Data for the task:
━━━━━━━━━━━━━━━━

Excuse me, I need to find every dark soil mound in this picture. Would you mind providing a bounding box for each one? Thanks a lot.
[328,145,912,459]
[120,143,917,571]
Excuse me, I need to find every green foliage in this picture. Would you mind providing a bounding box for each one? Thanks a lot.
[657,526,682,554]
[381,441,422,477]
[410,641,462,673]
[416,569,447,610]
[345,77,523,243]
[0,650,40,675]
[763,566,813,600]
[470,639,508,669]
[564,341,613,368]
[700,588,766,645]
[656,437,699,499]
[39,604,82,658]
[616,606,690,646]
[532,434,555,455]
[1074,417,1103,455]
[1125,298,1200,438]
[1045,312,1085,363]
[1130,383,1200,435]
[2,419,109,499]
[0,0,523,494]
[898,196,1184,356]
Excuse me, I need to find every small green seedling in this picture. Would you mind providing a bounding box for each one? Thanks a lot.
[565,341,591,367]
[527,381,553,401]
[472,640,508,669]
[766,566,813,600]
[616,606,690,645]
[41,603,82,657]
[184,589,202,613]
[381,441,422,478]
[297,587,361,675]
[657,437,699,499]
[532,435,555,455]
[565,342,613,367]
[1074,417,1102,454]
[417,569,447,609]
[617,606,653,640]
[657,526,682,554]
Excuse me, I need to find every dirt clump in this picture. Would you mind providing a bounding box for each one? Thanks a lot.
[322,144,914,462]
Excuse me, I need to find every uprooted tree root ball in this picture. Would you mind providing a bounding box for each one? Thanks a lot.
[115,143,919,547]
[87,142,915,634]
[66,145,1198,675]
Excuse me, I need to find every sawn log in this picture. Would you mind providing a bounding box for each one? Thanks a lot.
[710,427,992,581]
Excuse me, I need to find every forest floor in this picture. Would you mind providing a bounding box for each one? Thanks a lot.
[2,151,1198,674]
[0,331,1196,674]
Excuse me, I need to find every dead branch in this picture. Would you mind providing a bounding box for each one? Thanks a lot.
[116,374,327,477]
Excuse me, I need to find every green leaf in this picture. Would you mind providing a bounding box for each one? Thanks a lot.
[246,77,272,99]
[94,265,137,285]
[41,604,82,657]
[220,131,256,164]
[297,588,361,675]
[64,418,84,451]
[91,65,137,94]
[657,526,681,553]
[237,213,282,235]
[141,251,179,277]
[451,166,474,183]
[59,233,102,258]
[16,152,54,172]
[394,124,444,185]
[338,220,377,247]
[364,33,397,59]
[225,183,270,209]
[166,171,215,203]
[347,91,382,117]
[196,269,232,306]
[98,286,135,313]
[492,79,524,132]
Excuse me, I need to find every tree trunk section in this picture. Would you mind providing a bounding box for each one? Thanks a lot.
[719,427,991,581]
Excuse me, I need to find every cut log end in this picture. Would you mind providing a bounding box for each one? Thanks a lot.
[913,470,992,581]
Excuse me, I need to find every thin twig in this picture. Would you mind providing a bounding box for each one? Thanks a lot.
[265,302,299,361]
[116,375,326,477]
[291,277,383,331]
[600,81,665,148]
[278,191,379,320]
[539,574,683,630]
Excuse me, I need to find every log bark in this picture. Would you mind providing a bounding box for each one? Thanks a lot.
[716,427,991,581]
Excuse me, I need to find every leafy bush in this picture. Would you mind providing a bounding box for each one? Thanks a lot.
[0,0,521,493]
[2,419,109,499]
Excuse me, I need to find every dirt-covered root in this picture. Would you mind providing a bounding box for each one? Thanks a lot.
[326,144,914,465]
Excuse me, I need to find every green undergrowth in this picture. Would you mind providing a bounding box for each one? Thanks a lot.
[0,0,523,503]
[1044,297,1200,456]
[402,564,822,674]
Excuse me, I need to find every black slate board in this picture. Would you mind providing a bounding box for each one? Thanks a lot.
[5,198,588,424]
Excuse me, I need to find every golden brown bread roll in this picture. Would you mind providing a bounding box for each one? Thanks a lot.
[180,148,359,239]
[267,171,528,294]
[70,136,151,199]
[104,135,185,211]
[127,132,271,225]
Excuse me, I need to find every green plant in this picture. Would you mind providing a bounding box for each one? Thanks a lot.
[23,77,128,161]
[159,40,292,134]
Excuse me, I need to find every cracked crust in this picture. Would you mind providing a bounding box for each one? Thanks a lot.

━━━━━━━━━━━━━━━━

Work required: Give the records above again in full, keeping every character unchanged.

Answer box:
Excuse me, I need to find every dark soil mound in this picture. Would you mind providing a bounding box for each one? Thanks a lot.
[328,145,912,459]
[120,143,917,571]
Excuse me, I need to find every green foliage in this picture. Would you mind providing a bounding box for each one? Thanks a lot.
[657,526,682,554]
[381,441,422,477]
[410,641,462,673]
[416,569,447,610]
[345,77,523,243]
[0,650,40,675]
[763,566,813,600]
[470,639,508,669]
[564,341,613,368]
[700,588,766,645]
[656,437,699,499]
[39,604,82,658]
[616,606,690,646]
[532,434,555,455]
[1074,417,1103,455]
[1125,298,1200,438]
[1045,312,1085,363]
[1130,383,1200,435]
[2,419,109,499]
[0,0,523,494]
[898,196,1184,356]
Excuse me, I need to find every small green seedling in this picture. Would you mind providing a bounding box for each one? Thanks a lot.
[565,341,591,367]
[527,381,553,401]
[472,640,508,669]
[766,566,813,600]
[616,606,690,645]
[41,603,82,657]
[184,589,202,613]
[381,441,422,478]
[297,587,361,675]
[657,437,699,499]
[532,435,555,455]
[565,342,613,367]
[1074,417,1102,454]
[417,569,447,609]
[617,606,653,640]
[657,526,682,554]
Excuse me, I need to find every dirt clump in this picture. Would you mind providing a bounding box for each one? Thanks a lot.
[322,144,914,462]
Excuse me, I need to find every uprooted tree root ball in this picture. Would you mind providing a bounding box for each one? Thanks a lot.
[115,143,919,547]
[87,142,915,634]
[66,145,1198,675]
Excuse me, I need to find every sawn log in this picture. Would you mind providing a bounding box for each one? Thanks a lot.
[710,427,992,581]
Excuse me, I need to find every forest floor in this picture. Would you mind providing a bounding box for each one? Thanks a lot.
[2,151,1198,674]
[0,331,1196,674]
Excuse me, I need to find every dead branch in this picture. Would you mind providing a bounding box for each one? Thanks a lot.
[116,374,327,477]
Excuse me, I need to find every green leaf in this picture. Would you mind providing a bounding box for each one? Thanks a lot.
[246,77,272,99]
[94,265,137,285]
[41,604,82,657]
[220,131,256,164]
[297,588,361,675]
[64,418,84,451]
[91,65,137,94]
[657,526,681,553]
[237,213,282,235]
[141,251,179,277]
[451,166,474,183]
[59,233,102,258]
[16,152,54,172]
[394,124,444,185]
[338,220,377,247]
[364,33,397,59]
[225,183,270,209]
[166,171,215,203]
[347,91,382,117]
[196,269,232,306]
[98,286,135,313]
[492,79,524,132]
Excuse me, I need to find every tree trunk section in this picture. Would you mind providing a bounding box for each one? Thanks a lot.
[719,427,991,581]
Excuse me, I need to find every cut log end in this picture. Would you mind providing a bounding box for each one? Thanks a lot.
[913,470,992,581]
Excuse me, I need to find every thin twig in this picture. Would you mind providing a bounding box for each one? Thanks a lot.
[265,302,299,361]
[116,375,326,477]
[291,277,383,331]
[600,81,665,148]
[278,191,379,320]
[539,574,683,630]
Excuse me, I need to find every log bark in this picture. Would you mind providing a bounding box for each one? Thanks a lot.
[716,427,991,581]
Excuse me, I need to find every leafy bush in this picture. Would you mind providing a bounding box for each one? Thanks a lot.
[0,0,521,493]
[2,419,109,499]
Excuse me, I need to find every dirt-covered root in this picture. Would you mind providing a bounding box for each one? Thanks a lot.
[326,144,914,465]
Excuse me, I need to find every green undergrowth in this picture. Would you mind providing a bounding box for each one? Thanks a lot.
[0,0,523,503]
[1044,297,1200,456]
[402,564,822,674]
Excuse me, I need to find every black slate board in this picture. Would you mind providing a bounding box for each one? Thanks a lot.
[5,198,588,424]
Excuse me, I need to find every golden brown bread roll in this picture. Would you mind providing a bounding box for each one? Thanks a lot.
[180,148,359,239]
[267,171,528,294]
[70,136,151,199]
[104,135,185,211]
[127,132,271,225]
Excuse me, I need to find every green plant in this picture. Would you mind providing a bounding box for each one? Thanks a lot.
[23,77,128,161]
[159,40,292,134]
Excuse me, I need to find every cracked crust in this picture. Would you mind providing a bounding box for each one? Thanks a lot.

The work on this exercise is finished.